▶ **Stated goal**:
Lay out the items as a JSON list of strings, one string per line and no blank lines, starting with the line that contains "Where can you see the white chimney" and running through the last line of the items.
-- BEGIN Given records --
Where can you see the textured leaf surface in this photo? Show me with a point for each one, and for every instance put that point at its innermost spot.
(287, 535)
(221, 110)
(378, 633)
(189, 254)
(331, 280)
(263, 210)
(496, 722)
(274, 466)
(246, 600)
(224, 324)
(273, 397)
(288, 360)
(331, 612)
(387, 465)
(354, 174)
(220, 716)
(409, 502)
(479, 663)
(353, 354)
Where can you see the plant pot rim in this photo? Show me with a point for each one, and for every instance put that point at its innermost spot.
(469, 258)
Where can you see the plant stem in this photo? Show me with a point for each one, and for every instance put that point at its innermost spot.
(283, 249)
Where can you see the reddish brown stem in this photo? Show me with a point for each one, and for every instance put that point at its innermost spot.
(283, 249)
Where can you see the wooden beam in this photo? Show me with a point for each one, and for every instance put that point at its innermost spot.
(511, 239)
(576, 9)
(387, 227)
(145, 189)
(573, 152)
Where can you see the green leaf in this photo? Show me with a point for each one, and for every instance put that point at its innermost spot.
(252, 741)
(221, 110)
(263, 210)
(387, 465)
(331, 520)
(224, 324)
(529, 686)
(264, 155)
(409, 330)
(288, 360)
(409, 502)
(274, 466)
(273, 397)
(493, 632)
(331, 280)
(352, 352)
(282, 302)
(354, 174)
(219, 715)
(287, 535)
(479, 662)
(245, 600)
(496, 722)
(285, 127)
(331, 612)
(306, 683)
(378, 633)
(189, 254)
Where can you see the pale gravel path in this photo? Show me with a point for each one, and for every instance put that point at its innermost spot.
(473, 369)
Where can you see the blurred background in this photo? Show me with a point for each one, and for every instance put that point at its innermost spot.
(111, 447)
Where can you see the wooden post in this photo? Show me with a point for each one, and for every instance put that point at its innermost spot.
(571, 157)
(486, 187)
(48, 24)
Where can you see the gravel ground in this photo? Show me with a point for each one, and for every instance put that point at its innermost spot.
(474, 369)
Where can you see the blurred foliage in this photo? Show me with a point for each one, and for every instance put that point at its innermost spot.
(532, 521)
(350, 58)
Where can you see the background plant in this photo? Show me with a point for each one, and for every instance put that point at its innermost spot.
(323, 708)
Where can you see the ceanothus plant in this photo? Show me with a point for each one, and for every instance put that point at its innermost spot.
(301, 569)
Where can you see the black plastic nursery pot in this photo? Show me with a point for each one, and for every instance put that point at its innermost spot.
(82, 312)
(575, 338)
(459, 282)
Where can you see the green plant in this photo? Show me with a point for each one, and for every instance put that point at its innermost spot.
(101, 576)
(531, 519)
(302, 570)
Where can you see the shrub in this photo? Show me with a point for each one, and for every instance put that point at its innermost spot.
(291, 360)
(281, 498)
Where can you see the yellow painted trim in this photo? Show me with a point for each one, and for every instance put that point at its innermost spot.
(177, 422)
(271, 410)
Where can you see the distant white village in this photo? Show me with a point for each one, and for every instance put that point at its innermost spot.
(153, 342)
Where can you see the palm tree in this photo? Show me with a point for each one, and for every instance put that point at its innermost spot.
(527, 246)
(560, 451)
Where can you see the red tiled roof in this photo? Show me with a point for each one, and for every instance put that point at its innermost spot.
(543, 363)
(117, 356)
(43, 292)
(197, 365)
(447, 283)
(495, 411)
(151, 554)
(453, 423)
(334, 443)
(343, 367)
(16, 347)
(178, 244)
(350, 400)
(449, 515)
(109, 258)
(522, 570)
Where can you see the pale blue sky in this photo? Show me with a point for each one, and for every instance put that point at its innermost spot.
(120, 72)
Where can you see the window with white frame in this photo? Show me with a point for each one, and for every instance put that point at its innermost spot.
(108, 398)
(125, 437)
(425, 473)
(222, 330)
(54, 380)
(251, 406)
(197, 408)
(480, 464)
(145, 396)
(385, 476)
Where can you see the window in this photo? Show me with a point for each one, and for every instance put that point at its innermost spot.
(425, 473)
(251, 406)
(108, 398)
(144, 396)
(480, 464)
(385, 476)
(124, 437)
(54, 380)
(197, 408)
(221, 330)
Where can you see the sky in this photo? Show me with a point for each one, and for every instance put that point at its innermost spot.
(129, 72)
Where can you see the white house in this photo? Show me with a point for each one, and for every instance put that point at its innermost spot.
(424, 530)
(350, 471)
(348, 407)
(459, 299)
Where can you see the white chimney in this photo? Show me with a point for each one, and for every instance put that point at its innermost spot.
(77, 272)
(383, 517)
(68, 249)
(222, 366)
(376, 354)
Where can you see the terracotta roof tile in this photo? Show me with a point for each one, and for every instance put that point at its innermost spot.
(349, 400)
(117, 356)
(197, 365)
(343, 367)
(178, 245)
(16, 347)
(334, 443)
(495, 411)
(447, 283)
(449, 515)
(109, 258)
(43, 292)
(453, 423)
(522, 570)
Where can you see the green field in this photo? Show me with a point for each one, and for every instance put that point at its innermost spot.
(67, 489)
-- END Given records --
▶ **Expected output**:
[
  "Where can you see the white chimney in this photo? Show me with a point for each one, and for every instance put that point at its innermost spot.",
  "(77, 272)",
  "(383, 517)",
  "(68, 249)",
  "(222, 366)",
  "(376, 354)",
  "Where can you see the terracotta roof tile in this photo? Show me with a point for each one, and for every instance put that point at its innermost spot.",
  "(349, 400)",
  "(117, 356)",
  "(197, 365)",
  "(343, 367)",
  "(178, 245)",
  "(16, 347)",
  "(334, 443)",
  "(495, 411)",
  "(447, 283)",
  "(449, 515)",
  "(109, 258)",
  "(43, 292)",
  "(453, 423)",
  "(522, 570)",
  "Where can you see the green field in this photo? Show me with a point for each one, and for every instance put that point at its innermost spot.",
  "(67, 489)"
]